'''

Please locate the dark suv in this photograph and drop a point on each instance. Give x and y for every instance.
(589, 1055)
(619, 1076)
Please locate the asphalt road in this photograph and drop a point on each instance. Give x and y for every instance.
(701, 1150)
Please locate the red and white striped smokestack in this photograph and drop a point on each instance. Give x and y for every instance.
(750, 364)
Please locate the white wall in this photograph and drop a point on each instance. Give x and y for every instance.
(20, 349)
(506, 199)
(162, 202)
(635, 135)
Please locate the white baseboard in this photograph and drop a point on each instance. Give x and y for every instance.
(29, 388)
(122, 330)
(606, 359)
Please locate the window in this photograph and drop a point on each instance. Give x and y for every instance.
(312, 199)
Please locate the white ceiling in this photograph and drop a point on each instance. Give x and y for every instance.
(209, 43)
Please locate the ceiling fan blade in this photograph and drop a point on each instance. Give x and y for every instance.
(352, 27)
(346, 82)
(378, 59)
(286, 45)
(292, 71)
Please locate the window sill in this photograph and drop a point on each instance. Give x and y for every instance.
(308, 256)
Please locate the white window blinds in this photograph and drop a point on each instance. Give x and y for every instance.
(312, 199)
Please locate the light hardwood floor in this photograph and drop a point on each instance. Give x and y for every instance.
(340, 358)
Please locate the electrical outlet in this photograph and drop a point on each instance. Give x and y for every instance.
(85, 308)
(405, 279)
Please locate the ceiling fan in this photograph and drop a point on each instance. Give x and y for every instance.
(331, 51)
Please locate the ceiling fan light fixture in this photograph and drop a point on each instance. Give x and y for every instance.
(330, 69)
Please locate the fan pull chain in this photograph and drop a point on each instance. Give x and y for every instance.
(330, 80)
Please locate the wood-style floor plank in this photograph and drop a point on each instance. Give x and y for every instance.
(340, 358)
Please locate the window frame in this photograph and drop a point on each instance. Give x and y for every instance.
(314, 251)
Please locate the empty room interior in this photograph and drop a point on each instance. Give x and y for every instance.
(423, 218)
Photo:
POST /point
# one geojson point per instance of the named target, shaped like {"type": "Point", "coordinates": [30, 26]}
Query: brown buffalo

'''

• Task description
Please extract exactly, and only, the lines from the line containing "Please locate the ceiling fan in" through the last line of the records.

• Solution to the exercise
Please locate the ceiling fan in this photograph and drop a point on each instance. Give x and y for every instance.
(331, 51)
Please locate the ceiling fan light fixture in this photograph and drop a point on each instance. Give x and y for every instance.
(330, 69)
Please locate the fan pull chain in this photograph and drop a point on each instance. Give x and y for every instance.
(330, 80)
Please locate the wood-style floor plank in this photograph and drop a point on each instance. Give x and y for every instance.
(340, 358)
Please locate the window frame in this photograph and drop a point on each instance. Give x and y for every instance.
(314, 251)
Please locate the empty room interior in this photograph and drop a point on each instance. Give x and y for every instance.
(423, 218)
Photo:
POST /point
# one geojson point per instance of the named target, shaped like {"type": "Point", "coordinates": [30, 26]}
Query: brown buffalo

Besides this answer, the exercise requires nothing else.